» **Texte de la page**:

__________________________________________________

Après ces considérations, M. Portal se résume, en déclarant : « Qu'un traité de commerce entre la France et l'Angleterre est réclamé par la force des choses; >> Qu'il est conforme aux principes d'une sage économie politique;

>> Qu'il sera très-utile à notre agriculture, et que par là il concourra puissamment au développement de notre principale richesse;

>> Qu'il sera utile à nos fabriques en les dégageant d'une concurrence ténébreuse et frauduleuse, et en donnant aux gouvernements les moyens de leur accorder les facilités et les primes qui leur sont nécessaires;

>> Qu'il sera utile à la morale publique en extirpant ces combinaisons continuelles de fraude et de contrebande;

» Et enfin, qu'il sera, entre les deux nations, un nouveau gage de paix et d'amitié. »

Nous avons cru devoir donner ce long extrait, qui prouve que le commerce de Bordeaux fut toujours un des premiers à exposer et à défendre les vrais principes qui triomphent enfin de nos jours.

Malheureusement, les sages avis des places maritimes ne furent pas écoutés; la rivalité haineuse des deux nations rendait impossible une paix durable : le premier consul ne voulait rien céder sans de sérieuses compensations; la Grande-Bretagne ne faisait, sur les vins et eaux-de-vie, aucune concession pratique et réelle; la bonne foi existait encore moins dans la politique; Napoléon entendait au fond que l'Angleterre reconnût la prépondérance de la France en

Europe; de son côté, et malgré les stipulations du traité d'Amiens, le ministère anglais s'obstinait à détenir l'île de Malte; les négociations du traité de commerce furent donc rompues, et les hostilités recommencèrent en 1803.

__________________________________________________

» **Informations extraites**:
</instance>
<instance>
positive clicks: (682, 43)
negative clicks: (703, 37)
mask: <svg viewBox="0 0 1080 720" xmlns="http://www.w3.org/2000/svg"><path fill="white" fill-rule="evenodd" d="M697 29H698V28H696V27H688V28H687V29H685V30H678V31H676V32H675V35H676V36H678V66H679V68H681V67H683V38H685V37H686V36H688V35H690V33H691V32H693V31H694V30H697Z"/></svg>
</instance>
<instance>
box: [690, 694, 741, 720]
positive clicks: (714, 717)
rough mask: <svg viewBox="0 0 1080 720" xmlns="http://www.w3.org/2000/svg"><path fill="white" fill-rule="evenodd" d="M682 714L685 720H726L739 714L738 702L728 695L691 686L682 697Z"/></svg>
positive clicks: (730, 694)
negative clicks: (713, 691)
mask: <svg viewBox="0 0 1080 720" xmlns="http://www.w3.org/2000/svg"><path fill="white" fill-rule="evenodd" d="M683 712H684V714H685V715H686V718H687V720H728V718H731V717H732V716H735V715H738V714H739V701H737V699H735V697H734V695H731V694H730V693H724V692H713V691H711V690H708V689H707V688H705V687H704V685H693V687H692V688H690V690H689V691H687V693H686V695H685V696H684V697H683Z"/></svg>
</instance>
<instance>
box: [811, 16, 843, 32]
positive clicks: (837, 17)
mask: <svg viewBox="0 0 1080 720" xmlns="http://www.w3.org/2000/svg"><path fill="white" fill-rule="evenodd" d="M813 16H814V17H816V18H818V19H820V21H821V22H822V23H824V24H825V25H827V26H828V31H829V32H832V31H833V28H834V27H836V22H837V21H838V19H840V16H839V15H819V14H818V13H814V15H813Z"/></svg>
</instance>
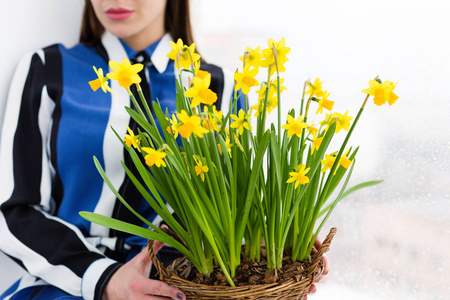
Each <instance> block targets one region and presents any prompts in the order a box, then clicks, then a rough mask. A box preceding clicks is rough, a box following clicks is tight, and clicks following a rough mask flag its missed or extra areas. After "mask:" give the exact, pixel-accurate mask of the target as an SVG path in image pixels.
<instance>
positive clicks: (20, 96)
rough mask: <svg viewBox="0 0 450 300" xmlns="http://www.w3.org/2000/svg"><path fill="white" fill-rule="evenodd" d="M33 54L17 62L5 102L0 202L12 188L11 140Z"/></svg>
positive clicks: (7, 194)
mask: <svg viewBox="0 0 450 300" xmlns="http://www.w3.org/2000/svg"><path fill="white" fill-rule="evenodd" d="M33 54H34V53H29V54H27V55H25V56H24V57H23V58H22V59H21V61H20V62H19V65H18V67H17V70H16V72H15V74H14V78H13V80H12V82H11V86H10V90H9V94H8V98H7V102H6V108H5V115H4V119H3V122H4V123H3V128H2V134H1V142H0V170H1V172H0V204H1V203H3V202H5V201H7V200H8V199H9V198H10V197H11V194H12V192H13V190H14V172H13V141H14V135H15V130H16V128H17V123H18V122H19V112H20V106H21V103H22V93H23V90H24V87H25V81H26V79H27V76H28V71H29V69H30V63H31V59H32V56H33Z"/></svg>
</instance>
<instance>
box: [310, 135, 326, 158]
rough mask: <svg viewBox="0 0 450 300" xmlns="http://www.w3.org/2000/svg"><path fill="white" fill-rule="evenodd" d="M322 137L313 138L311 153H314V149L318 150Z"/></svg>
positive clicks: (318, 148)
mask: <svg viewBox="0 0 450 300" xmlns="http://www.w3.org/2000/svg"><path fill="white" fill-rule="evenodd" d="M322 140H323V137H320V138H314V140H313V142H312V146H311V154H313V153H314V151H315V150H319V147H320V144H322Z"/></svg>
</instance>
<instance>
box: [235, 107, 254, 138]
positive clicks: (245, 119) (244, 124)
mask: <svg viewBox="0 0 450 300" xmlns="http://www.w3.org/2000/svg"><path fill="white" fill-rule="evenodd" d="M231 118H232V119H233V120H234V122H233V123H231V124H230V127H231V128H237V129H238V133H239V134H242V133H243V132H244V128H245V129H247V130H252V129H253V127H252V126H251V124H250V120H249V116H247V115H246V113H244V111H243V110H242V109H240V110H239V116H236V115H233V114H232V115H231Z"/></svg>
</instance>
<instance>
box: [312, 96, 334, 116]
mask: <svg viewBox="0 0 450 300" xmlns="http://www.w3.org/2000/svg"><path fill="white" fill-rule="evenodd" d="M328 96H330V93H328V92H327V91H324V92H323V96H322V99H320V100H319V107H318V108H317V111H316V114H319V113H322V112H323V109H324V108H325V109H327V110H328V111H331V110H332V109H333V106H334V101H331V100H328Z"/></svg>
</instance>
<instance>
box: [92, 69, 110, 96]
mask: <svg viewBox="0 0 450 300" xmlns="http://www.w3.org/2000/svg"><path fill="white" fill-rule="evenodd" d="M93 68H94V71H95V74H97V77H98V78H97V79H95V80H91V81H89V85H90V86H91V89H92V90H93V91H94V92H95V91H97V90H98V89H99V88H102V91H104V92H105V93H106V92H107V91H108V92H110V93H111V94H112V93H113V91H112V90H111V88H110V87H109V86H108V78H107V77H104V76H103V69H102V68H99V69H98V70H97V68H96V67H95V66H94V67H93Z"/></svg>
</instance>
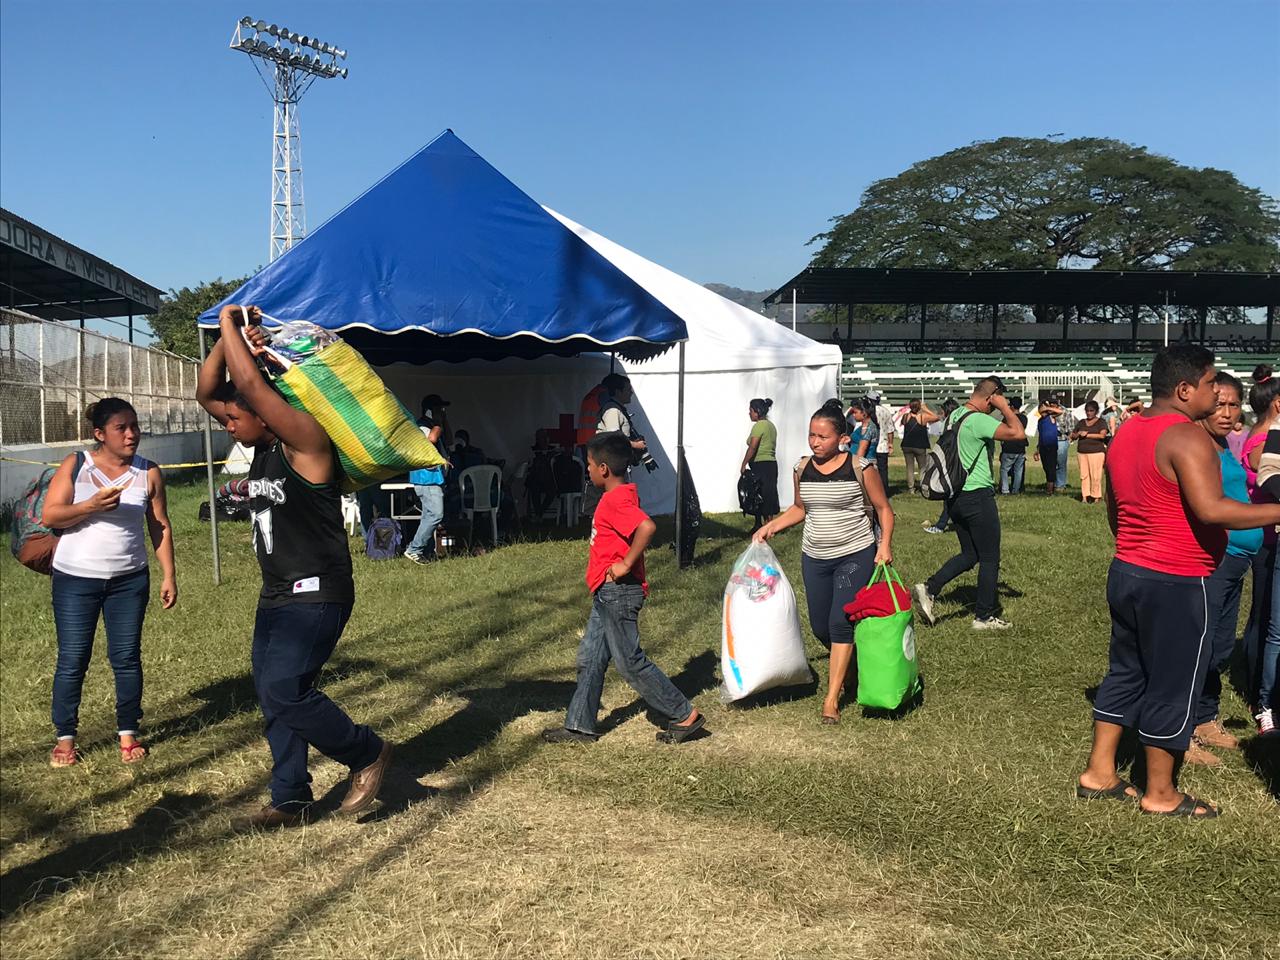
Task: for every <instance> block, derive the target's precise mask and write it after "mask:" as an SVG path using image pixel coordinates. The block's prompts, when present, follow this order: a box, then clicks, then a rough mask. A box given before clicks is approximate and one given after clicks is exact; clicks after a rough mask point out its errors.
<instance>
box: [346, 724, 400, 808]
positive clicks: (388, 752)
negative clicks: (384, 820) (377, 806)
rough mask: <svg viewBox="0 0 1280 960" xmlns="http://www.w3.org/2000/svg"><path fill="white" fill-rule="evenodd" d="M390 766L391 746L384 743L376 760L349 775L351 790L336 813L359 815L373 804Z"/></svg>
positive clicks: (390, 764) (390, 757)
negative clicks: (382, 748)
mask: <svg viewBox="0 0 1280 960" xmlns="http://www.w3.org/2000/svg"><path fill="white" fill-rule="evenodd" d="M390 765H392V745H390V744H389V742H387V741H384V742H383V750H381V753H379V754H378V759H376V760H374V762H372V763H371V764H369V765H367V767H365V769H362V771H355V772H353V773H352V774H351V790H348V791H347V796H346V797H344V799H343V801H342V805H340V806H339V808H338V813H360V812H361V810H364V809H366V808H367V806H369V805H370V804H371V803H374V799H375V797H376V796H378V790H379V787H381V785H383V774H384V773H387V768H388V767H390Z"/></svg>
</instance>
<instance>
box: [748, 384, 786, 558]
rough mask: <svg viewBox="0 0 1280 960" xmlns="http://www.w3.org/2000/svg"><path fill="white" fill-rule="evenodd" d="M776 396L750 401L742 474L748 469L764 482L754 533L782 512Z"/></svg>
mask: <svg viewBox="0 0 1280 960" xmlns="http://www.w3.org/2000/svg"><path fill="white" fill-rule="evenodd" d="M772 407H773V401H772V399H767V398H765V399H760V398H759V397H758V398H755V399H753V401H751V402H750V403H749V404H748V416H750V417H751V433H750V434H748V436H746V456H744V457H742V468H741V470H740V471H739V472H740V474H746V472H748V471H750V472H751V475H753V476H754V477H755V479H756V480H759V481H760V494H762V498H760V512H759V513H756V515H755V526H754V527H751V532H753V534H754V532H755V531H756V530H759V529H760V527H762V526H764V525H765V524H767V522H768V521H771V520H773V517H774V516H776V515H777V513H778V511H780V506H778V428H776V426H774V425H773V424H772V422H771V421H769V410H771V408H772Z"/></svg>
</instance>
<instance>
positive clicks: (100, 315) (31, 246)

__________________________________________________

» **Exercice 1**: Traduisez en anglais cette phrase du texte sur le traité de commerce franco-anglais : « Nous avons cru devoir donner ce long extrait, qui prouve que le commerce de Bordeaux fut toujours un des premiers à exposer et à défendre les vrais principes qui triomphent enfin de nos jours. »
» **Exercice 2**: Reprenez le texte sur le traité de commerce franco-anglais et prolongez-le à partir de sa dernière phrase.

» **Réponse 1**: We thought it our duty to give this long extract, which proves that the commerce of Bordeaux was always among the first to set forth and defend the true principles that are at last triumphing in our day.

» **Réponse 2**:
La Grande-Bretagne reproduisit alors un de ces actes assez fréquents dans son histoire: contrairement aux premières règles du droit des gens, et près d'un mois avant la déclaration des hostilités, ses navires de guerre se répandirent dans toutes les directions de notre commerce maritime, capturèrent les trois quarts de nos bâtiments, et occasionnèrent des pertes immenses sur toutes nos places. Bordeaux fut un des ports les plus gravement frappés sur 156 navires qui n'avaient pas opéré leur retour, 63 furent pris, 23 disparurent, 36 restèrent en relâche, et leur valeur fut en peu de temps dépassée par les frais; 9 furent condamnés, et 25 seulement rentrèrent. Le gouvernement français déclara, il est vrai, que le produit des prises faites sur les Anglais serait employé à indemniser les armateurs; mais les circonstances empêchèrent l'exécution de ce décret.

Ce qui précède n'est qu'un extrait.